**GIVEN REQUEST:**
Reproduce the material below verbatim, line for line.

**TASK DATA:**
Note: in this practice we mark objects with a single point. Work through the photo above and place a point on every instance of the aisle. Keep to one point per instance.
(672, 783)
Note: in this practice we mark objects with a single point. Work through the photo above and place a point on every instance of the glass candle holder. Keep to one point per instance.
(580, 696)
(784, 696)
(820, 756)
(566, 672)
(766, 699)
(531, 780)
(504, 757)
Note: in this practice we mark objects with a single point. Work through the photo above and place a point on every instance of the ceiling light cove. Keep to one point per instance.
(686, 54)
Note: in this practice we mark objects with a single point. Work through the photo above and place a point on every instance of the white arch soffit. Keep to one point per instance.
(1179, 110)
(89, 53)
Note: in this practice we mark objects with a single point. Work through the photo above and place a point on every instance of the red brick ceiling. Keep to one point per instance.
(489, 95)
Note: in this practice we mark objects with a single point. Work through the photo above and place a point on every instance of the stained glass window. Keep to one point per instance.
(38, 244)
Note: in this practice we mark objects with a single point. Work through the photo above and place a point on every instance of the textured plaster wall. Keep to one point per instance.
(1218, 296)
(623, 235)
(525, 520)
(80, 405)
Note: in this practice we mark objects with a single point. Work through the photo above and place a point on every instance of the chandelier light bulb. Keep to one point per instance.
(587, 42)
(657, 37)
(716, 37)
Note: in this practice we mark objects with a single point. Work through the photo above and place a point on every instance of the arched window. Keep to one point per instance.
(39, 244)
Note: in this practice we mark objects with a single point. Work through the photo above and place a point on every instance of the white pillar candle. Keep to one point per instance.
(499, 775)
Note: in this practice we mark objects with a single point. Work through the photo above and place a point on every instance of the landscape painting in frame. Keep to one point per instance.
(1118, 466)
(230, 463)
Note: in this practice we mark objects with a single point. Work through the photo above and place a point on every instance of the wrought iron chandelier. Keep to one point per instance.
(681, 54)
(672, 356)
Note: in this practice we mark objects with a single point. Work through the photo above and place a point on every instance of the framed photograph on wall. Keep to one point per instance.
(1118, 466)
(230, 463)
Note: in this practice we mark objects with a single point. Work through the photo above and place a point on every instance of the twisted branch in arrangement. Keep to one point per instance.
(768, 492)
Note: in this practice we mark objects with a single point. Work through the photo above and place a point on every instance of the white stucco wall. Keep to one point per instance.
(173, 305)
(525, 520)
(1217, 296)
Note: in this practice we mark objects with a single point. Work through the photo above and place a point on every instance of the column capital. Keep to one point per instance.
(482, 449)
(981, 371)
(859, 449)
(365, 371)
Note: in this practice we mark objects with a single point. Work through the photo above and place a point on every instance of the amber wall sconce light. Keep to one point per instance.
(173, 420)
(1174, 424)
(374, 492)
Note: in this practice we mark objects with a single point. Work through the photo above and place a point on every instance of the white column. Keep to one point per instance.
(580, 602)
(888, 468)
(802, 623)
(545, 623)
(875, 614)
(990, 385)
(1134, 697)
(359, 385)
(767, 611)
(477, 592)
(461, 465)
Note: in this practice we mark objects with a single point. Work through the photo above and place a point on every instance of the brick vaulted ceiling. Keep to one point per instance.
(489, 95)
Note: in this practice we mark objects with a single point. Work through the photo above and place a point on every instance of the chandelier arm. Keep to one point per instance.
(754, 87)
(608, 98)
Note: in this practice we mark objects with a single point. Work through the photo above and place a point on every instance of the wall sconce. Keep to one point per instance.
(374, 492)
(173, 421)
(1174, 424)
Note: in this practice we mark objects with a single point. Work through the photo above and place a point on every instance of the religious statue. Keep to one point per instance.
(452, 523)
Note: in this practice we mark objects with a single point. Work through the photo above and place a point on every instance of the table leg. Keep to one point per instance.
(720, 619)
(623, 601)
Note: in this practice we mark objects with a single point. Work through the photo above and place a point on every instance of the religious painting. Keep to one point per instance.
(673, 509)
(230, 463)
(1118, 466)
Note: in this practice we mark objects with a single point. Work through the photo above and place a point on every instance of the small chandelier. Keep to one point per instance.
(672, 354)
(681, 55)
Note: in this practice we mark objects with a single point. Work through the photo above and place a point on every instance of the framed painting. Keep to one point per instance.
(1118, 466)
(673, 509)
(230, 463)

**SOLUTION TO THIS EXERCISE:**
Note: in this practice we mark objects with a single point. Work through the photo above and place a point on every instance of the aisle. Keep to one point per instance.
(672, 783)
Note: in this practice we mark objects with a single point. Work through the photo above and place a point on every instance of the glass candle holder. Keep to one point per instance.
(580, 696)
(784, 696)
(820, 756)
(566, 672)
(766, 699)
(531, 780)
(504, 757)
Note: in this practice we mark objects with a single point. Work through the photo above and place a point on every instance of the ceiling light cove. Keep to one point per instance.
(686, 54)
Note: in this practice we mark objects with a single point. Work through the photo above and place a point on every instance of the white arch soffit. Keep to one point per instance.
(1179, 110)
(89, 53)
Note: in this practice we mark objects with a single point. Work through the photo above and place a point on every instance of the red brick ceiling. Keep to one point per instance.
(489, 95)
Note: in this practice we mark objects with a single point. Work through the photo above and place a point on every instance of the stained glass window. Keep to one point per instance.
(38, 244)
Note: in this practice we mark objects with a single point. Work through the photo above and place a point on every instance of the textured plaster wall. Keep to one point per instance.
(1218, 296)
(623, 235)
(525, 520)
(80, 405)
Note: in this practice we mark objects with a single point. Work through the photo above and place a point on every instance of the chandelier light bulb. Keep to one point per instance.
(587, 42)
(657, 37)
(716, 37)
Note: in this practice we mark objects with a single point. Work through the photo above and place a point on every instance of the arched window. Keep to one point per instance.
(39, 244)
Note: in this practice we mark objects with a single point. Work through the photo above and place a point on every instance of the white pillar candle. Keep to one point per instance.
(499, 775)
Note: in this practice we mark objects with a single point. Work through the photo above and place a point on every instance of the landscape painting in frame. Keep to one point per instance.
(1118, 466)
(230, 463)
Note: in this practice we mark objects with a single point. Work through the photo above and place a point on every instance of the wrought iron chandelier. Keep to one point per instance.
(681, 54)
(672, 356)
Note: in this practice we mark objects with a single point. Work through the photo above and place a point on every instance of the framed photograph on wall. Keep to one point per instance.
(1118, 466)
(230, 463)
Note: in this practice we mark objects with a single point. Work through the photo above and place a point on every instance of the twisted branch in arrangement. Keep to one point per instance.
(768, 492)
Note: in this practice we mark objects with a single point. Work through the photo above and place a point on every instance of the white stucco wall. Keep to one point per instance.
(173, 305)
(525, 520)
(1217, 296)
Note: in this practice we mark objects with a single point. Work through the photo above and place a point on every instance of the column capital. Keep to one point per instance.
(482, 449)
(981, 371)
(859, 449)
(365, 371)
Note: in this practice we mark objects with a single point. Work through the photo above and place a point on every instance of the amber wall sconce light. Keep to one point per instance.
(173, 420)
(1174, 424)
(374, 492)
Note: in this practice we mark objects with a single point. Work through the photo above and place a point on every instance of the white column. Keep to one point per instance.
(580, 602)
(888, 468)
(802, 623)
(545, 623)
(875, 614)
(990, 385)
(1134, 697)
(359, 385)
(767, 611)
(477, 592)
(461, 465)
Note: in this practice we mark objects with a single point. Work through the photo above and place a point on every instance of the brick vaulted ceiling. Keep to one point per instance.
(489, 95)
Note: in this practice we mark objects with a single point. Work through the photo above and place a point on every instance of the chandelier arm. Keep to one point per instance.
(754, 87)
(608, 98)
Note: in this practice we mark objects with a single point. Work through the photo above and place a point on every instance of the wall sconce. Keep to one point per instance.
(374, 492)
(173, 421)
(1174, 424)
Note: in this practice we mark objects with a single point. Work through the photo above and place a point on every instance of the religious statue. Keep to one point per instance.
(452, 523)
Note: in this practice we mark objects with a single point. Work through the photo above and place a point on every instance of the table leg. Keep to one point per instance.
(720, 619)
(623, 601)
Note: in this practice we mark objects with a single point. Work through the photo above and place a point on every instance of the religious painting. Keep to one point per instance.
(673, 509)
(230, 463)
(1118, 466)
Note: in this practice we mark objects with a single point. Work through the photo above and place a point on every instance of the small chandelier. Keep to one point per instance.
(672, 354)
(681, 55)
Note: in this practice we mark objects with a single point. Work through the photo above and place a point on every instance of the framed painting. Keep to one point per instance.
(1118, 466)
(673, 509)
(230, 463)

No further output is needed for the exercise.